_Directions_
a – Reproduce the part of the PIR extensions tutorial between "For finite $K$ , the" and "Joint rate (Freij-Hollanti)", inclusive.
b – In the PIR extensions tutorial, what inequality must the storage and privacy parameters satisfy for the combined Freij-Hollanti scheme to be feasible?
c – Carry the PIR extensions tutorial forward from the point where it stops.

_Passage provided_
Ferkans — Interactive Telecom Tutor

Composing PIR Extensions

Sections §14.1–§14.3 each modified one classical assumption: storage (§14.1: MDS-coded), privacy threat (§14.2: $T$ -colluding), or symmetry (§14.3: SPIR). Real systems often impose combinations of these constraints — for example, MDS-coded storage with $T$ -colluding privacy.

Composition is not free. The joint capacity is typically strictly lower than what the individual capacities would suggest. Many joint cases remain open in the information-theoretic sense — only achievable rates and outer bounds are known, not capacity.

Theorem: Coded-Storage $T$ -Colluding PIR (Freij-Hollanti et al.)

For PIR with $K$ files stored across $N$ databases via an $(N, r)$ -MDS code, with privacy required against any $T$ colluding databases (with $r + T - 1 < N$ ), an achievable PIR rate is $R_{\text{PIR-MDS-T}}(N, K, r, T) \;=\; \frac{N - r - T + 1}{N} \cdot \left(1 - \left(\frac{r + T - 1}{N}\right)^K\right)^{-1}.$ For the special cases:

$T = 1$ : recovers Tajeddine–El Rouayheb (§14.1)
$r = 1$ : recovers Sun-Jafar $T$ -colluding (§14.2)
$r = T = 1$ : recovers classical Sun-Jafar. The general capacity $C_{\text{PIR-MDS-T}}$ is open (only the achievable rate and an outer bound are known).

Proof

Achievability

The Freij-Hollanti scheme combines MDS sharing (across files) with Shamir $T$ -sharing (across queries). The combined scheme requires the storage and privacy parameters to satisfy $r + T - 1 < N$ for feasibility.

Outer bound

The cut-set converse extends naturally with $r + T - 1$ replacing the $1$ in the geometric series base. The outer bound matches the achievable rate in the asymptotic $K \to \infty$ limit ( $1 - (r + T - 1)/N$ ) but does not match for finite $K$ in general.

Capacity gap

For finite $K$ , the gap between the best known achievable rate and the best known outer bound is small but non-zero. The capacity has only been established in special cases (e.g., $K = 2$ ). Open problem: close the gap for general $K$ .

Example: Joint Capacity at $N = 8, K = 5, r = 2, T = 2$

Compute the achievable rate and compare with the individual capacities (coded-storage alone, $T$ -colluding alone).

Solution

Joint rate (Freij-Hollanti)

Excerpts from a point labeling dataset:

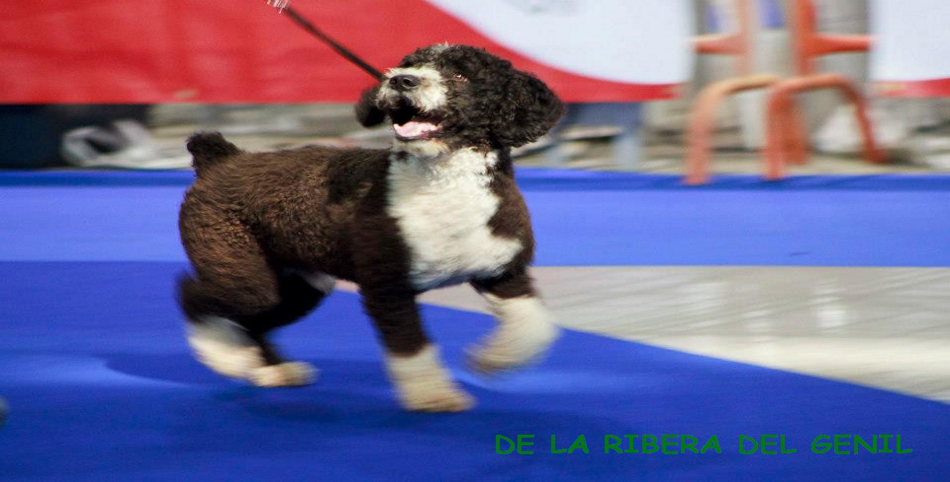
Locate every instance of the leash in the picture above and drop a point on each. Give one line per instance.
(283, 6)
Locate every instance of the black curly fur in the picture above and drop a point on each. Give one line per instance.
(499, 106)
(209, 147)
(252, 222)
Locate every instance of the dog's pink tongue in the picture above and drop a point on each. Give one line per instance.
(414, 129)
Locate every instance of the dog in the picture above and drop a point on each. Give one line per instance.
(268, 234)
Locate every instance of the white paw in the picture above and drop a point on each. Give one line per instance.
(423, 385)
(524, 333)
(229, 359)
(511, 347)
(444, 397)
(290, 374)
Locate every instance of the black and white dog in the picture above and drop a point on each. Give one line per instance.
(269, 233)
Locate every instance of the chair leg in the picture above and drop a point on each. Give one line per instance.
(776, 143)
(701, 124)
(797, 139)
(871, 151)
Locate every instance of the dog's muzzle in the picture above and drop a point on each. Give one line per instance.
(404, 83)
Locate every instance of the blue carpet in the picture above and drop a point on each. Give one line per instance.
(102, 387)
(581, 218)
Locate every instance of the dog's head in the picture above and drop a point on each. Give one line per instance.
(446, 97)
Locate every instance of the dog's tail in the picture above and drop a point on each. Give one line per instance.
(208, 148)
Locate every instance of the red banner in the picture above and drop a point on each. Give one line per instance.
(112, 51)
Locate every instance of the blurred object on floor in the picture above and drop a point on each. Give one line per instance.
(123, 144)
(30, 134)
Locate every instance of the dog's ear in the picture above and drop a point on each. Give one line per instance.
(532, 110)
(366, 111)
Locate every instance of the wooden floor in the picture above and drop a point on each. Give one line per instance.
(880, 327)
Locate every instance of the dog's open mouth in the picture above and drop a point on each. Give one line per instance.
(411, 124)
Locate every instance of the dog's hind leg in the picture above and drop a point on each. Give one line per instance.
(525, 330)
(236, 299)
(299, 294)
(232, 339)
(412, 362)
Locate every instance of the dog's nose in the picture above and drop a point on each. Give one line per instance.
(404, 83)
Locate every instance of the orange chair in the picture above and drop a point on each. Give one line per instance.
(703, 116)
(787, 139)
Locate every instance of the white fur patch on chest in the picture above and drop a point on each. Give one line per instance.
(443, 207)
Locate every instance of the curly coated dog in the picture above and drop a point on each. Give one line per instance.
(268, 234)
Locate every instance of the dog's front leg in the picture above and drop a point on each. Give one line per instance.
(525, 329)
(412, 361)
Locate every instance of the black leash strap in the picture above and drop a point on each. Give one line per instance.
(309, 27)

_The replies_
a –
For finite $K$ , the gap between the best known achievable rate and the best known outer bound is small but non-zero. The capacity has only been established in special cases (e.g., $K = 2$ ). Open problem: close the gap for general $K$ .

Example: Joint Capacity at $N = 8, K = 5, r = 2, T = 2$

Compute the achievable rate and compare with the individual capacities (coded-storage alone, $T$ -colluding alone).

Solution

Joint rate (Freij-Hollanti)

b – r + T − 1 < N

c –
$r + T - 1 = 3$ , so the base is $3/8$ . $R = (8 - 3)/8 \cdot (1 - (3/8)^5)^{-1} = 0.625 \cdot (1 - 0.0074)^{-1} = 0.625 \cdot 1.0075 \approx 0.630$ .

Coded-storage alone ($r = 2, T = 1$)

Base $r/N = 2/8 = 1/4$ . $C_{\text{PIR-MDS}}(8, 5, 2) = (1 + 0.25 + 0.0625 + 0.0156 + 0.0039)^{-1} \approx 0.751$ .

$T$-colluding alone ($T = 2, r = 1$)

$C_{\text{PIR}}(8, 5, 2) = (1 + 2/8 + 4/64 + 8/512 + 16/4096)^{-1} = (1 + 0.25 + 0.0625 + 0.0156 + 0.0039)^{-1} \approx 0.751$ . (Coincides with above by symmetry.)

Joint vs. individual

The joint achievable rate $\approx 0.630$ is strictly less than the lower of the two individual capacities ( $\approx 0.751$ ). Composition costs rate.

Operational

Doubling either constraint (storage or collusion) costs $\sim 16\%$ rate. Combining both costs $\sim 30\%$ rate — non-additive but not dramatic.

Theorem: SPIR with MDS-Coded Storage (Wang–Skoglund)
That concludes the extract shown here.